↓↓↓
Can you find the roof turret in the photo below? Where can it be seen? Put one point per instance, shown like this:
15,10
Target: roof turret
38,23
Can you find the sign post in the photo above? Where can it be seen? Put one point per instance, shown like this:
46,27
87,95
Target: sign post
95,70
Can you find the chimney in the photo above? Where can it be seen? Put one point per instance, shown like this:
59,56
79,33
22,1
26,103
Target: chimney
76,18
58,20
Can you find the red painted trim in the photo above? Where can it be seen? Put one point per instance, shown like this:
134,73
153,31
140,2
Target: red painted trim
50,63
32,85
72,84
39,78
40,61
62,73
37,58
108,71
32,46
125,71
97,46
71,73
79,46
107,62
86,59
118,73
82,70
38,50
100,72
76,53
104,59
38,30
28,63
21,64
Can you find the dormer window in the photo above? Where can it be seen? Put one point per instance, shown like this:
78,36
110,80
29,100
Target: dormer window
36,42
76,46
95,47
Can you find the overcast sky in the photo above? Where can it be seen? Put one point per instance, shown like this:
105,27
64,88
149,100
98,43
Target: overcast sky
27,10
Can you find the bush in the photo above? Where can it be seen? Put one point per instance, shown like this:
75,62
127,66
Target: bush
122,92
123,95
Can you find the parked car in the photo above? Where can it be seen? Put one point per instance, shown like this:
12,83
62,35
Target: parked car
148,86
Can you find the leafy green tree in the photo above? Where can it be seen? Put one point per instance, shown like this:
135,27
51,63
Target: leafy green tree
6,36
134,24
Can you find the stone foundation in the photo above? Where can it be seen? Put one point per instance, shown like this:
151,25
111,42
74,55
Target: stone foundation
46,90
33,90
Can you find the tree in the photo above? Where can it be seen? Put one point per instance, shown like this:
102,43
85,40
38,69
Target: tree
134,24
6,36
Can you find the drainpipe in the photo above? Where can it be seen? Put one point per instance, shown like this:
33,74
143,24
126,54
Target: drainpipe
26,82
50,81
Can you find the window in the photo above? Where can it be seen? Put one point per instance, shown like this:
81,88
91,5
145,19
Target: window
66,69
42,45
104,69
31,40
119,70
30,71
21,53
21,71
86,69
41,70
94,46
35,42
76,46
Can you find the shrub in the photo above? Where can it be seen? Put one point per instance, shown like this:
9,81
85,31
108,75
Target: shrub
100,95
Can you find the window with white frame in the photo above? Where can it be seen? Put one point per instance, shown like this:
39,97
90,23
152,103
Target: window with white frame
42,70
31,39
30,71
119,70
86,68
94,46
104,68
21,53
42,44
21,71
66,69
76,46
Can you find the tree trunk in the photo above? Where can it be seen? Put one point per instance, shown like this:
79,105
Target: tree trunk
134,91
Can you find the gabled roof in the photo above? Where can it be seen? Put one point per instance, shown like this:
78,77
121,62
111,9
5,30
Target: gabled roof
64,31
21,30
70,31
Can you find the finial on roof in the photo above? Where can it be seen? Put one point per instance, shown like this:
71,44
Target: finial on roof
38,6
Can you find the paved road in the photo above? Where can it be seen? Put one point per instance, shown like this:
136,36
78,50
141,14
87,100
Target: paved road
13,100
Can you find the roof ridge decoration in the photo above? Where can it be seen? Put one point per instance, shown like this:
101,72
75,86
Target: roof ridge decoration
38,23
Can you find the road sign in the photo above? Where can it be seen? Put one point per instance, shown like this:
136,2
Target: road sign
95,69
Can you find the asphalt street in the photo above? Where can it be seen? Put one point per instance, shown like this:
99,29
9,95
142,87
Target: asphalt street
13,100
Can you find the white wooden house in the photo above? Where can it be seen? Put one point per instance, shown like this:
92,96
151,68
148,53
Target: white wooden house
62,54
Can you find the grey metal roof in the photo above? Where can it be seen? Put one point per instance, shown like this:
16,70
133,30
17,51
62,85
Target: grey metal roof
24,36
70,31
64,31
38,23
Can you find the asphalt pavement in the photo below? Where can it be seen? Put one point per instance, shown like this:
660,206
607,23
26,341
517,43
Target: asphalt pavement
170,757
↑↑↑
## EXERCISE DIRECTIONS
Go through the entries above and copy each line holding the string "below".

## EXERCISE SOLUTION
Can you find the roof turret in the photo below? Where can it be seen? Put one point per instance, shown like this:
Can you find the asphalt pavement in the photo below? Where can it be seen? Put one point per instance, shown like this:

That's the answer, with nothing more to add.